— Given task —
In the data that follows, find the line containing "Detect and localize the following in the given image: audience"; then quote that line and every line after it, exactly, through the last one.

— Exercise input —
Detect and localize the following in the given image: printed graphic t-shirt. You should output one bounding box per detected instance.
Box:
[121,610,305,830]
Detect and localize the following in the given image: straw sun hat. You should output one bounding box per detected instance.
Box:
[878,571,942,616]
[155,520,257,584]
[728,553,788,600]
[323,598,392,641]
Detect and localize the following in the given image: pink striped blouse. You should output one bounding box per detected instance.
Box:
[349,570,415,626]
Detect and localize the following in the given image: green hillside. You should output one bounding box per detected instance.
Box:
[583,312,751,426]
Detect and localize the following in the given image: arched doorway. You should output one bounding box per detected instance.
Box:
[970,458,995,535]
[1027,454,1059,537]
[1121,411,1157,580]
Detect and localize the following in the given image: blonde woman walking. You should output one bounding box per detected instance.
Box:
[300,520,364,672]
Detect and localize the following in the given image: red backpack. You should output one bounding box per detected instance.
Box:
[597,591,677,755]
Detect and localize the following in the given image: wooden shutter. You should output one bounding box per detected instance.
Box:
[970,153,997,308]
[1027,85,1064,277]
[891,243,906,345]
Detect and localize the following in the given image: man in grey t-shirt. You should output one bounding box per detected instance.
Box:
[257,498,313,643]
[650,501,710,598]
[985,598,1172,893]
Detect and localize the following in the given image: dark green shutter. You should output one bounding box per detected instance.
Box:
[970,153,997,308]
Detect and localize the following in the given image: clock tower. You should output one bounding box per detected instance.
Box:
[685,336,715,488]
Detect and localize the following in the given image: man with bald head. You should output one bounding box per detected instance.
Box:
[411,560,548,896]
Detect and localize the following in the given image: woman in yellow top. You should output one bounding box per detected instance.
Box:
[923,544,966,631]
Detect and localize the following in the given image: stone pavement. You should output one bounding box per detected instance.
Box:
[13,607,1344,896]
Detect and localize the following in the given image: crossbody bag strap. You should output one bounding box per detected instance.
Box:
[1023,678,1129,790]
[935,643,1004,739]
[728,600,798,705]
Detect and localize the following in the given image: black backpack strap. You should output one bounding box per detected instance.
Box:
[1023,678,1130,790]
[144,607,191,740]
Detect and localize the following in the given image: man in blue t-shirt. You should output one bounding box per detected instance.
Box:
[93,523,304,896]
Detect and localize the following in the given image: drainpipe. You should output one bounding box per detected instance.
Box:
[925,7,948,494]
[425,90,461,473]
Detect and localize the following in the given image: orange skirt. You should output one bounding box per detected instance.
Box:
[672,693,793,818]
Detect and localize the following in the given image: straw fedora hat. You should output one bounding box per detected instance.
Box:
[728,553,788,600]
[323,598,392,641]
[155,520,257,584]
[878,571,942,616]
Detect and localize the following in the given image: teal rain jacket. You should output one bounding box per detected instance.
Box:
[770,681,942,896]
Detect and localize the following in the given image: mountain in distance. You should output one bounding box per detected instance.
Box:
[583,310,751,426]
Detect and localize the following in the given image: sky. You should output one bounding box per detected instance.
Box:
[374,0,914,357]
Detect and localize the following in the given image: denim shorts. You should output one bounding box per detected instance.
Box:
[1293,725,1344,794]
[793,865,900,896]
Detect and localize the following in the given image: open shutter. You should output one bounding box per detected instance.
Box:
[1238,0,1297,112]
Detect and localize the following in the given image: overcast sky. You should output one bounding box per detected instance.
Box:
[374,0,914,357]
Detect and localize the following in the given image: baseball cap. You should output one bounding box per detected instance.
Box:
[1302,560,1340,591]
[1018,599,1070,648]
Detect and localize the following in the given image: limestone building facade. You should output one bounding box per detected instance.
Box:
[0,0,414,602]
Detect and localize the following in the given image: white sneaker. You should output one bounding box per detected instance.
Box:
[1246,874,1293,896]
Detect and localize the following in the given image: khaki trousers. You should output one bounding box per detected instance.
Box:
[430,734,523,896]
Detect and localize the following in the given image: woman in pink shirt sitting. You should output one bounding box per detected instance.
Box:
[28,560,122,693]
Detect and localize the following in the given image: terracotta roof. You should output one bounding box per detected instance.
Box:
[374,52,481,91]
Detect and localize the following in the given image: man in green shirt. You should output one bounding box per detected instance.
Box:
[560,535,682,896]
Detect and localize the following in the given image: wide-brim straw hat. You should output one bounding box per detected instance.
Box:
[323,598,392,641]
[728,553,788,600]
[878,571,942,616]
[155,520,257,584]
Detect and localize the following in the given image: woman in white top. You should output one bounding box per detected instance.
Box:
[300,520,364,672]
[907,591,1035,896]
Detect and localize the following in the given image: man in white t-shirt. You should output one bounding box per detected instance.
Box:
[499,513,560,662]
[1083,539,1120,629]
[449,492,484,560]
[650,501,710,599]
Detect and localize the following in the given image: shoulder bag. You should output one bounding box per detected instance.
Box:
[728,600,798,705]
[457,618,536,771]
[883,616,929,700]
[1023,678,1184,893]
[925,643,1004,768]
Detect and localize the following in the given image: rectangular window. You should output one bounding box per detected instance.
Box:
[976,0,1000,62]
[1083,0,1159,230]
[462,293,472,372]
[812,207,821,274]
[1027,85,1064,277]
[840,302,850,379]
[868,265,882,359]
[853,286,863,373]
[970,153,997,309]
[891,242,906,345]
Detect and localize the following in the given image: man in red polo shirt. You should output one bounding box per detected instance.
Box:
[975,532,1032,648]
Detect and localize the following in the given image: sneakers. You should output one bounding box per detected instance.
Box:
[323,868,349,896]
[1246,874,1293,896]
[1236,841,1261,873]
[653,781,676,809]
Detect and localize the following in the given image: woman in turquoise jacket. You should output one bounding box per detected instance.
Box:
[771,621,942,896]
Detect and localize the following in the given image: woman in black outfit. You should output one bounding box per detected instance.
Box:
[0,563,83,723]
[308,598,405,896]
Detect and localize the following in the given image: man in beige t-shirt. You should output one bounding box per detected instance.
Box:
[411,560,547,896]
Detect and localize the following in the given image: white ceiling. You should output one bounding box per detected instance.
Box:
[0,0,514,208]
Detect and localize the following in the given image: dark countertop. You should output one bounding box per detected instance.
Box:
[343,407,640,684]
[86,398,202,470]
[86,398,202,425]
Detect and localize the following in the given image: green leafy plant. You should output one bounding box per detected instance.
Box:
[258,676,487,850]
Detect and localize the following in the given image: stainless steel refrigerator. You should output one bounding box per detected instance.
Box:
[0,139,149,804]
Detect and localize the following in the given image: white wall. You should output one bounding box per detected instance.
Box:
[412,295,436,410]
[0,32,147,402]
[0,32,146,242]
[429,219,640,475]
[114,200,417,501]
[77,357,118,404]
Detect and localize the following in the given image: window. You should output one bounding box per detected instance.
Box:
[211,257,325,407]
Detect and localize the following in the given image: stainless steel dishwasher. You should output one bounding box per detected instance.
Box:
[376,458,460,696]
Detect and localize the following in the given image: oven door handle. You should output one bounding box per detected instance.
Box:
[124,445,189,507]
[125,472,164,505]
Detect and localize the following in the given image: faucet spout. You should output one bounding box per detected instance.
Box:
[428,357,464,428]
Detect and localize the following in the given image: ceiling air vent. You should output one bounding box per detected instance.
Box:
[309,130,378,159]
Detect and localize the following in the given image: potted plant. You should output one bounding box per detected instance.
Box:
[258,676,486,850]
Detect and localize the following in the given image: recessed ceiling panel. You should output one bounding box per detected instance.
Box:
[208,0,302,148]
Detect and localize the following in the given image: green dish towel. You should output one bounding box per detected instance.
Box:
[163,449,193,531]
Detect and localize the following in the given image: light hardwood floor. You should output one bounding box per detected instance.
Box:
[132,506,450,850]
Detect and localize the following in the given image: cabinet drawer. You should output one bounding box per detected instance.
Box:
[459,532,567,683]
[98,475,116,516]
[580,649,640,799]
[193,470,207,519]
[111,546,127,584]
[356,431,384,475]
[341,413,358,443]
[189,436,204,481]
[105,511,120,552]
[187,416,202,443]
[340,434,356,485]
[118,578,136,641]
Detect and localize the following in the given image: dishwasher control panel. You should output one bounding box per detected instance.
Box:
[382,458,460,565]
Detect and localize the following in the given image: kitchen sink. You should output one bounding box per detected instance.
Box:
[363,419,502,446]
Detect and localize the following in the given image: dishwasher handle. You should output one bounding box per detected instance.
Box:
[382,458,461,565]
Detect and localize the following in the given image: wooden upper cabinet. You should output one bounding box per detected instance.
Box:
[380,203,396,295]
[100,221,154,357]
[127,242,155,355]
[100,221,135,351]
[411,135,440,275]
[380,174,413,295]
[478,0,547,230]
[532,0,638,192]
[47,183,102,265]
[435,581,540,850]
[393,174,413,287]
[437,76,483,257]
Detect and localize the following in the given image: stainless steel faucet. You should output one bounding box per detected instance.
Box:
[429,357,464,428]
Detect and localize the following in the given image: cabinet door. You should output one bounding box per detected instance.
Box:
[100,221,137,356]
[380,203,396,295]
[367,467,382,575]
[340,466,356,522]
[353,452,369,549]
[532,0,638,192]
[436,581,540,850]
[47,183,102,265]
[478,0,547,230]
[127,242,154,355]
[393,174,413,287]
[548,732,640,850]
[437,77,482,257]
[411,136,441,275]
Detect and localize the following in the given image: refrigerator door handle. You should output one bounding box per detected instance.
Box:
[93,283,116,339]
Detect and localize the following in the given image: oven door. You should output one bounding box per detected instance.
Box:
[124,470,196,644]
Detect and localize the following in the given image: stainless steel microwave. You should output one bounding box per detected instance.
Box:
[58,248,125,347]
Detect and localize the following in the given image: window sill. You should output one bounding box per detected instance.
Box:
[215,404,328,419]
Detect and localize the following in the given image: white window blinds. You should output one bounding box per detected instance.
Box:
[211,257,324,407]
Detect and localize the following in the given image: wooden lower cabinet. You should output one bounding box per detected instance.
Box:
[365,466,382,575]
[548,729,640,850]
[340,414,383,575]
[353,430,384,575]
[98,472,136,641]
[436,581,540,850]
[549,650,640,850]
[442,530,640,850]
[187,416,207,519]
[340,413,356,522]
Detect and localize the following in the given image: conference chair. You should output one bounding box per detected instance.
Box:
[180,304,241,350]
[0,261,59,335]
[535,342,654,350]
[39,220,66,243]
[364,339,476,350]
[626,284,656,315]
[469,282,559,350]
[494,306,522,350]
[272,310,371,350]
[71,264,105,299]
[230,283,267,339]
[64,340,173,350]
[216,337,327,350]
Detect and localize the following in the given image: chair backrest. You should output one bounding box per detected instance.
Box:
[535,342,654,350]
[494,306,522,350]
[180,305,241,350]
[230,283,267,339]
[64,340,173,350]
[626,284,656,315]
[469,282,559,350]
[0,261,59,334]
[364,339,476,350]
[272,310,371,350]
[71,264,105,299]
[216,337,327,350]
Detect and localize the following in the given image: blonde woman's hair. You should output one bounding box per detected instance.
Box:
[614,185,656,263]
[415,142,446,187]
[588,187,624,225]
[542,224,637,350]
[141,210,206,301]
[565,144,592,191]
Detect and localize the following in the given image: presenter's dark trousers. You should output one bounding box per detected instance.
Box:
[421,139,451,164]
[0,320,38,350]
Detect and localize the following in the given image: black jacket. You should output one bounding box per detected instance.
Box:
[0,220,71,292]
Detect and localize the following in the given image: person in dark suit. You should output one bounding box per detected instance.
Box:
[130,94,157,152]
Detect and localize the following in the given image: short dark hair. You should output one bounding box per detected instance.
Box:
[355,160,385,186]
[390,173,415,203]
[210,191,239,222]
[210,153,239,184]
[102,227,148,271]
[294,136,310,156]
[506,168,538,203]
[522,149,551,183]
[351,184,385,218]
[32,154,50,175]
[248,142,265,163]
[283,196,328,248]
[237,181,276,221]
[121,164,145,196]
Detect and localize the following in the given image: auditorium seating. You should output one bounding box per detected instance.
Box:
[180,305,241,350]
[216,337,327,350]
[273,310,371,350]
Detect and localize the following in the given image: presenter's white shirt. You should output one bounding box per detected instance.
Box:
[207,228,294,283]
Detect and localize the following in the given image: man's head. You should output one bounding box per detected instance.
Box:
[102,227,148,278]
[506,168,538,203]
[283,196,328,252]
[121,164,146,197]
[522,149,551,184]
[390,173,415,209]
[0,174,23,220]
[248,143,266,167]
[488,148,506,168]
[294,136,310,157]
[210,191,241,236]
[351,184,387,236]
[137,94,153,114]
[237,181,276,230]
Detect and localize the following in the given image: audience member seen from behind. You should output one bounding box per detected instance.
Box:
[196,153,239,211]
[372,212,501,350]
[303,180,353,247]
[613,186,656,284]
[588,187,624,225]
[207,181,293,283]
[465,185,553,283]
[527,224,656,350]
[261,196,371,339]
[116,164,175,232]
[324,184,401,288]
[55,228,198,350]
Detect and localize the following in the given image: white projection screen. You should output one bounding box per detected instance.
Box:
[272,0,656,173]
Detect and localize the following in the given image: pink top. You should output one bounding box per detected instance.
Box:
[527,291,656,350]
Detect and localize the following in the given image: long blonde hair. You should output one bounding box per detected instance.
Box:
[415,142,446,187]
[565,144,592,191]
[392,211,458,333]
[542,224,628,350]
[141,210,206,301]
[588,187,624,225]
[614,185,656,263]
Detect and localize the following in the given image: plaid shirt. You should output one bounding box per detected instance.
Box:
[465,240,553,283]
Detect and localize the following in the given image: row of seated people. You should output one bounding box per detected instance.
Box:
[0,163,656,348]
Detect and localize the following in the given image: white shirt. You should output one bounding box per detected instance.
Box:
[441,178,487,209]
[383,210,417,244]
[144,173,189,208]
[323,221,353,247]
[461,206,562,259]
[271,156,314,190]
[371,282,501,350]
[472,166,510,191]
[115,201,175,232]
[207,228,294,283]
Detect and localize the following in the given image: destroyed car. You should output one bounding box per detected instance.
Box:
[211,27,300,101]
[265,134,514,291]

— Task response —
Detect and localize the following in the given image: audience member seen from behind. You should output one bounding box per detected instance.
Box:
[196,153,239,211]
[372,212,501,350]
[303,180,353,247]
[613,186,656,284]
[588,187,624,225]
[207,181,293,283]
[465,185,553,283]
[527,224,656,350]
[261,196,371,339]
[116,164,175,232]
[324,184,401,288]
[55,228,198,350]
Detect and localize the following in the given image: white projection screen. You should output one bounding box per detected instance.
Box:
[272,0,656,173]
Detect and localize the following in the given image: pink top. You should output one bounding box per detected instance.
Box:
[527,291,656,350]
Detect and localize the following in the given image: long blonde hair. You should output one bounding box per detected instance.
Box:
[415,142,446,187]
[565,144,592,191]
[392,211,458,333]
[542,224,628,350]
[141,210,206,301]
[588,187,624,225]
[614,185,656,263]
Detect and localize the following in the given image: plaid shirt. You should output one bounding box per detected instance.
Box:
[465,240,553,283]
Detect and localize the following in the given image: row of seated people. You should output one bounding box per detected instance.
Box:
[0,163,656,348]
Detect and localize the following in the given image: white shirt. You should output one bounding box per detected instance.
Box:
[441,178,487,209]
[383,210,417,244]
[144,173,189,208]
[323,221,353,247]
[461,206,562,259]
[271,156,314,190]
[371,282,501,350]
[472,166,510,191]
[115,201,175,232]
[207,228,294,283]
Detect and localize the following in the given image: destroyed car. You should output one bounding box per detected instance.
Box:
[211,27,300,101]
[265,134,514,291]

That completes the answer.